:: Document passage ::
Province of New Spain

The Province of Las Californias (Provincia de las Californias) was a Spanish Empire province in the northwestern region of New Spain. Its territory consisted of the entire U.S. states of California, Nevada, and Utah, parts of Arizona, Wyoming, and Colorado, and the Mexican states of Baja California and Baja California Sur.

==Etymology==

There has been understandable confusion about use of the plural Californias by Spanish colonial authorities. California historian Theodore Hittell offered the following explanation:

In very early times, while the country was supposed to be an island or rather several islands, it was commonly known by the plural appellation of "Las Californias" (The Californias). Afterwards, when its peninsular character was ascertained, it was called simply California; but the territory so designated was unlimited in extent. When the expeditions for the settlement of San Diego and Monterey marched, it was understood that they were going, not out of California, but into a new part of it. The peninsula then began to be generally spoken of as Antigua or Old California and the unlimited remainder as Nueva or New California, subsequently more commonly called Alta or Upper California. At the same time the old plural name of The Californias was revived, but with a more definite signification than before.
:::
Reproduce the passage on the Province of Las Californias word for word from "Province of New" up to and including "Baja California Sur.". Rely only on the passage on the Province of Las Californias.
:: Dataset records ::
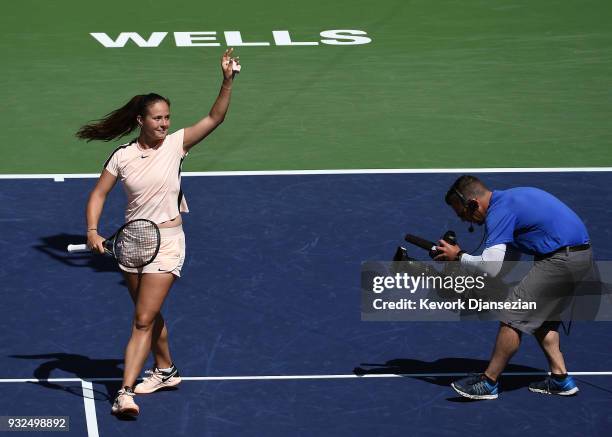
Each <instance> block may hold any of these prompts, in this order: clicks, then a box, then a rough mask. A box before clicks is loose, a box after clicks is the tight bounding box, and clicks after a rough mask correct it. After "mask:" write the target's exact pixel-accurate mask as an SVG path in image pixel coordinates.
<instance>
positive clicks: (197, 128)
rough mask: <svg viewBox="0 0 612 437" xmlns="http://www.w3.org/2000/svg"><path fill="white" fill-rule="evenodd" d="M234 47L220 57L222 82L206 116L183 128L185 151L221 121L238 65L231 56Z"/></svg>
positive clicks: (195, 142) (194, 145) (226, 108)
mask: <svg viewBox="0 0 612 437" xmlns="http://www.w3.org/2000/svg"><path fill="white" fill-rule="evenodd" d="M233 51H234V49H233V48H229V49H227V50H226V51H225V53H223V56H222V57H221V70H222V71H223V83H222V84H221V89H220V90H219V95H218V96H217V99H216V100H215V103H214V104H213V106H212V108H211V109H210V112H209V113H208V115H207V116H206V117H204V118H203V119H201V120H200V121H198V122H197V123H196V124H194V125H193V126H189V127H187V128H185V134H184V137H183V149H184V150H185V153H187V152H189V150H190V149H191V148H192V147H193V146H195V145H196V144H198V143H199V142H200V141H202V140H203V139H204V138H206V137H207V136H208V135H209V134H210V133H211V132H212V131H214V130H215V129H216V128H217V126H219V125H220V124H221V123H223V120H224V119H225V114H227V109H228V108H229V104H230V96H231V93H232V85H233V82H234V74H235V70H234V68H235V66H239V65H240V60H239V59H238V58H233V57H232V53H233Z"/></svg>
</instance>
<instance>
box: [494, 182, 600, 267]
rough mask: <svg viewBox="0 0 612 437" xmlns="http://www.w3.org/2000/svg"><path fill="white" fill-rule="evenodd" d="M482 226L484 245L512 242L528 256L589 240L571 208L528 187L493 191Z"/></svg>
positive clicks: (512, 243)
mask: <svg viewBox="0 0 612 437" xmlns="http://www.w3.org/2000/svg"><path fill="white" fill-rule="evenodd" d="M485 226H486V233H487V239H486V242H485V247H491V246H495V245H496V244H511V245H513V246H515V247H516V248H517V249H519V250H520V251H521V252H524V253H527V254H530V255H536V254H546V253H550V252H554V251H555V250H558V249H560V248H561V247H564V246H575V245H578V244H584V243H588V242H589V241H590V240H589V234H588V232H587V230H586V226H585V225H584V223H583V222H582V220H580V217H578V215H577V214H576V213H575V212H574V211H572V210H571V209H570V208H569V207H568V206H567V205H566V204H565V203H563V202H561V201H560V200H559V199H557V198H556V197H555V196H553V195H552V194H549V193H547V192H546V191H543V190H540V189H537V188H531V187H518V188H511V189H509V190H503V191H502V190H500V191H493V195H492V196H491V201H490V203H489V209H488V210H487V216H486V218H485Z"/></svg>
:::
- [Finished task]:
Province of New Spain

The Province of Las Californias (Provincia de las Californias) was a Spanish Empire province in the northwestern region of New Spain. Its territory consisted of the entire U.S. states of California, Nevada, and Utah, parts of Arizona, Wyoming, and Colorado, and the Mexican states of Baja California and Baja California Sur.